··· Data records

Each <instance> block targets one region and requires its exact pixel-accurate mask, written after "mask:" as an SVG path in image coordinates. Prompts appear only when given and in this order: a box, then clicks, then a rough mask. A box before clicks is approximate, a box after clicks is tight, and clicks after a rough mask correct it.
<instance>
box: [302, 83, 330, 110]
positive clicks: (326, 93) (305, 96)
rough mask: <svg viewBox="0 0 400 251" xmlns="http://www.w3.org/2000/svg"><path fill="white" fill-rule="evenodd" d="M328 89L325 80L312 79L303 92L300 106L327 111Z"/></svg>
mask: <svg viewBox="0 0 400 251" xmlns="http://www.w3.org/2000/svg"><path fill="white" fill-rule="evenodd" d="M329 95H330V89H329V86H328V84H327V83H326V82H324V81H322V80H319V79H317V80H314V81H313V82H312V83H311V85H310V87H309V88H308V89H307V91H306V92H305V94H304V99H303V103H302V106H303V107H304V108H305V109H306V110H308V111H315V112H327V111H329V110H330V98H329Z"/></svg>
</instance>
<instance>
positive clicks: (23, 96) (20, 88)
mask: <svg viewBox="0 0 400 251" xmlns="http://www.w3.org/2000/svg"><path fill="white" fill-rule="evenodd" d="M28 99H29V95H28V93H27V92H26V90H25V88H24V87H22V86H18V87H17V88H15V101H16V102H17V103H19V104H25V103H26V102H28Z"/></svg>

······

§ **Exercise**:
Return all of the lines above, unchanged and complete, for every item.

§ **Result of this task**:
Each <instance> block targets one region and requires its exact pixel-accurate mask, written after "mask:" as an SVG path in image coordinates. Prompts appear only when given and in this order: a box, then clicks, then a rough mask. A box before clicks is approximate, a box after clicks is tight, and clicks after a rough mask correct it.
<instance>
box: [302, 83, 330, 110]
positive clicks: (326, 93) (305, 96)
rough mask: <svg viewBox="0 0 400 251" xmlns="http://www.w3.org/2000/svg"><path fill="white" fill-rule="evenodd" d="M328 89L325 80L312 79L303 92L300 106L327 111Z"/></svg>
mask: <svg viewBox="0 0 400 251" xmlns="http://www.w3.org/2000/svg"><path fill="white" fill-rule="evenodd" d="M329 95H330V89H329V86H328V84H327V83H326V82H324V81H322V80H319V79H317V80H314V81H313V82H312V83H311V85H310V87H309V88H308V89H307V91H306V92H305V94H304V99H303V103H302V106H303V107H304V108H305V109H306V110H308V111H315V112H327V111H329V110H330V98H329Z"/></svg>
</instance>
<instance>
positive clicks: (23, 96) (20, 88)
mask: <svg viewBox="0 0 400 251" xmlns="http://www.w3.org/2000/svg"><path fill="white" fill-rule="evenodd" d="M28 99H29V95H28V93H27V92H26V90H25V88H24V87H22V86H18V87H17V88H15V101H16V102H17V103H19V104H25V103H26V102H28Z"/></svg>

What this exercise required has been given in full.